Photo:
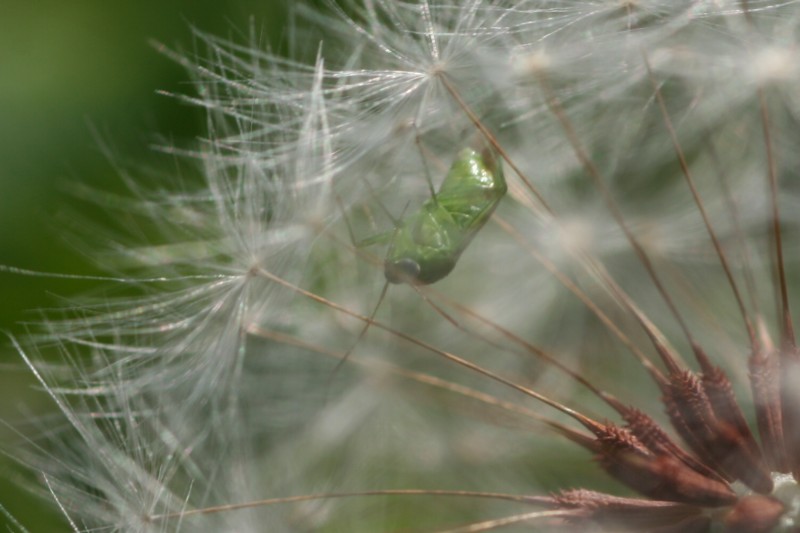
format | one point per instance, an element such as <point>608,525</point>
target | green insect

---

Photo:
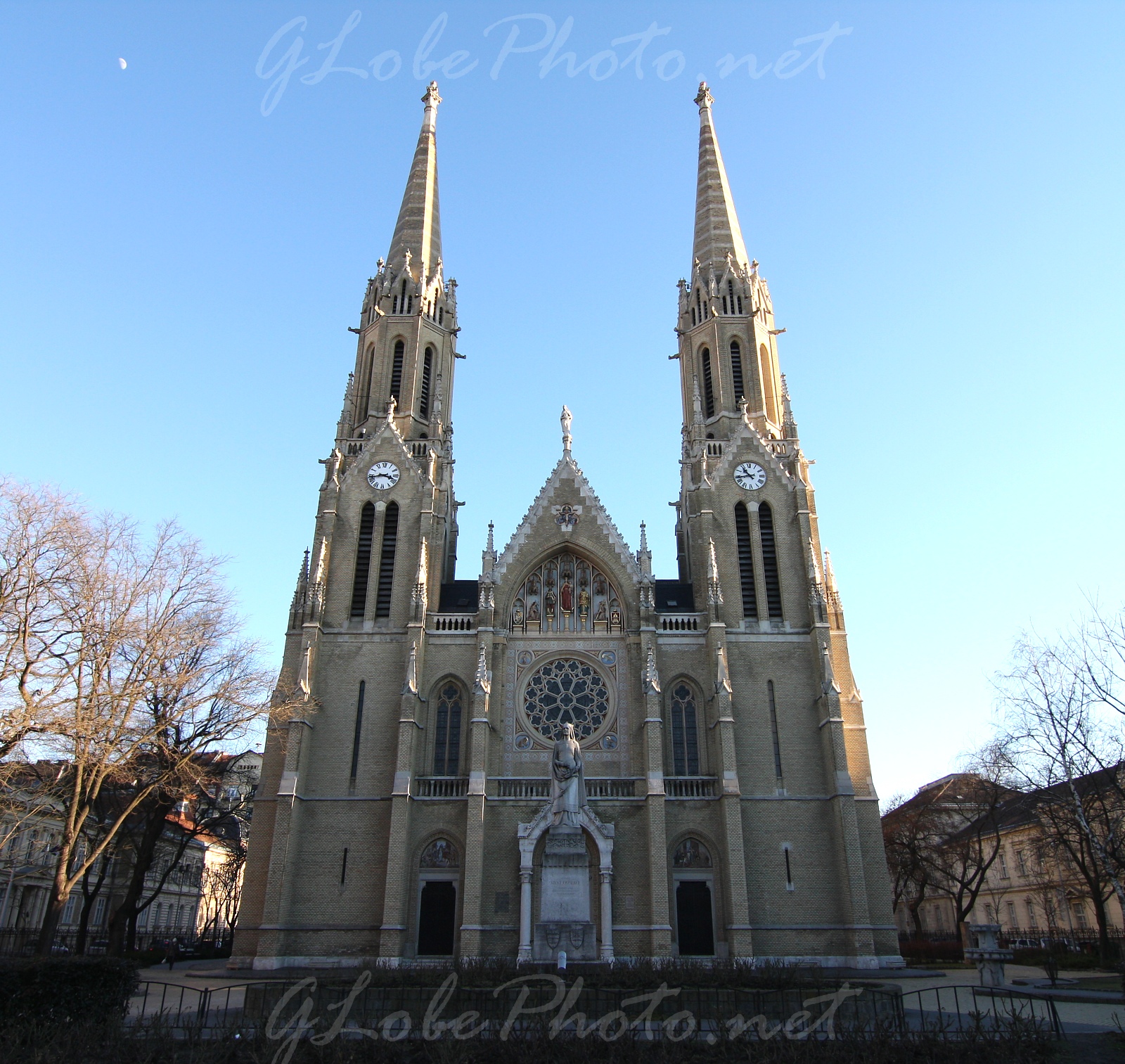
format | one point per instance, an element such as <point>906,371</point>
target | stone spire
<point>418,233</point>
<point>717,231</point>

◆ **REQUIREMENT**:
Gather every line of the material above that contains the string "point", treating uppercase and lowercase as different.

◆ **RESULT**:
format | one point per instance, an element such as <point>608,525</point>
format | one point per instance, an element such as <point>906,371</point>
<point>418,233</point>
<point>717,231</point>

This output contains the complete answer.